Aim of the task → Arrange the listing below as a two-column CSV headed text and answer, with one row for each stretch of text and the answer that follows it. Put every field in double quotes and turn line breaks into spaces.
==== Input records ====
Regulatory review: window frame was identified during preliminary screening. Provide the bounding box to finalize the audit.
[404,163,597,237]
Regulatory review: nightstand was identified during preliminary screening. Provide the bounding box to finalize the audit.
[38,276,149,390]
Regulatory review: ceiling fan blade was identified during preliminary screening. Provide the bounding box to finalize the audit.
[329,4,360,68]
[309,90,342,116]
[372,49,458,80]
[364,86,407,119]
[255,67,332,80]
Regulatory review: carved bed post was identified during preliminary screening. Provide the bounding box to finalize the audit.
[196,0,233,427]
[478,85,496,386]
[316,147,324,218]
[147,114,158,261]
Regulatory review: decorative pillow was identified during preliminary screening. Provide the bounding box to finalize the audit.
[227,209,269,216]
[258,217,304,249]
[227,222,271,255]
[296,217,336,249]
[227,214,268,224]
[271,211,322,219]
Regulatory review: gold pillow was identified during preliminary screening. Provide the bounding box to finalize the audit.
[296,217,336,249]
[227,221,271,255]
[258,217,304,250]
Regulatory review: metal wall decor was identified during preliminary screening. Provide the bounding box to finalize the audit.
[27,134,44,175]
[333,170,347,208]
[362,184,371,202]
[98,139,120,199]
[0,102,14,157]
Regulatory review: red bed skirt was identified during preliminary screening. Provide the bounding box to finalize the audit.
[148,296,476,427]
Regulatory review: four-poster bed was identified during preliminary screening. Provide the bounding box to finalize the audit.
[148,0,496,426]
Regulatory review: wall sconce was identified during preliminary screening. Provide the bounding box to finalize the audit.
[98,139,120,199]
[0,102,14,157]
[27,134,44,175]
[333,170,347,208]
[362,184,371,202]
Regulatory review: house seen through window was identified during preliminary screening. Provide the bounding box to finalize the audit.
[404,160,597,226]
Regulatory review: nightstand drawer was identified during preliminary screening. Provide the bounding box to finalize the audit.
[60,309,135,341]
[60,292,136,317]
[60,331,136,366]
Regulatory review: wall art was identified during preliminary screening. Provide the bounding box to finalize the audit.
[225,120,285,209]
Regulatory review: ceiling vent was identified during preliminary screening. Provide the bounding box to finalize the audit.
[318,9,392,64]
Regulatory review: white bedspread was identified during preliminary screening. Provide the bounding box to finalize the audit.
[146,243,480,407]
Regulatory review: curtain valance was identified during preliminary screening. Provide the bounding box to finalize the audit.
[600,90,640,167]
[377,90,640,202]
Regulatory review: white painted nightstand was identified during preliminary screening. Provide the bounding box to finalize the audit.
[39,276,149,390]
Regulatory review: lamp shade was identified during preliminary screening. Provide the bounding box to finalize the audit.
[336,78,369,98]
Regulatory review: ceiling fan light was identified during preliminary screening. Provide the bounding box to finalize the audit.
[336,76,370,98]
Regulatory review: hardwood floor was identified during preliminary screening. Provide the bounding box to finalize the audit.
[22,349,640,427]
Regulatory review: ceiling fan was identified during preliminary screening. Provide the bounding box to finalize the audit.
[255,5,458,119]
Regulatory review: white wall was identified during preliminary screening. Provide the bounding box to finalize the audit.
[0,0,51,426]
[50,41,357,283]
====
Correct output →
text,answer
"Regulatory review: window frame was identified during preliminary screening. Provide the bounding box to finalize the audit.","[404,163,597,237]"
"Regulatory review: nightstand was identified during preliminary screening. Provide the bounding box to finalize the audit.","[38,276,149,390]"
"Regulatory review: ceiling fan blade was identified during preliminary screening. Provide the bounding box to finalize the audit.","[329,4,360,68] [309,90,342,116] [372,49,458,80] [364,86,407,119] [255,67,332,80]"
"Regulatory review: carved bed post was identified during preliminary screening. Provide the bounding box to finalize the audit.","[196,0,233,427] [478,85,496,386] [316,147,324,218] [147,114,158,261]"
"Regulatory review: decorative pillow was identified during preliminary screening. Provide the bounding box to finalize the audit.","[227,209,269,216] [258,217,304,249] [227,222,271,255] [296,217,336,249] [227,214,268,224] [271,211,322,219]"
"Regulatory review: gold pillow was identified during preliminary screening. Provide the bounding box to finalize the audit.","[296,217,336,249] [227,221,271,255] [258,217,304,250]"
"Regulatory review: metal wall decor was identified during preliminary screening. Provide the bounding box to finalize the audit.","[27,134,44,175] [333,170,347,208] [362,184,371,202] [98,139,120,199] [0,102,14,157]"
"Regulatory review: red bed skirt was identified during preliminary screening. Provide the bounding box to finalize the audit.","[148,296,476,427]"
"Regulatory review: four-poster bed was identified during preliminary screening. Provide the bounding box to finalize the audit.","[148,0,496,426]"
"Regulatory review: wall sconce was identified during preliminary screening. Provide the bounding box to finalize the audit.","[98,139,120,199] [0,102,14,157] [27,134,44,175] [333,170,347,208] [362,184,371,202]"
"Regulatory review: house seen through window was identified during preliminary screening. Provide the bounding box to finalize the audit.","[404,160,597,226]"
"Regulatory review: nightstand drawer was identified during preliminary screening. Provide the bounding box to finalize the audit.","[60,309,135,341] [60,292,136,317] [60,331,136,366]"
"Regulatory review: wall art was identified during preliminary screening. Provide the bounding box to finalize the audit.","[225,120,285,209]"
"Regulatory review: ceiling vent was identified during preliminary screening. Provide the bounding box to finalize the audit.","[318,9,392,64]"
"Regulatory review: white bedspread was identified during preliminary screening. Provide the bounding box to finalize the audit.","[146,243,480,407]"
"Regulatory review: curtain valance was identified during preliminary screening. Provide the bounding box to finalize the audit.","[600,90,640,167] [377,90,640,202]"
"Regulatory review: white painted nightstand was identified during preliminary screening. Provide the bounding box to finalize the audit.","[39,276,149,390]"
"Regulatory review: lamp shade was identified during preliminary screening. Provide the bounding box to finalize the audit.","[336,78,369,98]"
"Regulatory review: ceiling fan light was identified during preliminary screening. Provide the bounding box to finalize the audit.","[336,76,370,98]"
"Regulatory review: hardwood floor was identified during preliminary screening. Provide the bounding box to finalize the audit.","[22,349,640,427]"
"Regulatory review: ceiling fan was identified during preliminary screening. Provide the bounding box to finalize the audit.","[255,5,458,119]"
"Regulatory review: white wall was identified during preliminary screening. Provide the bounding box to finalize the audit.","[0,0,51,426] [50,41,357,283]"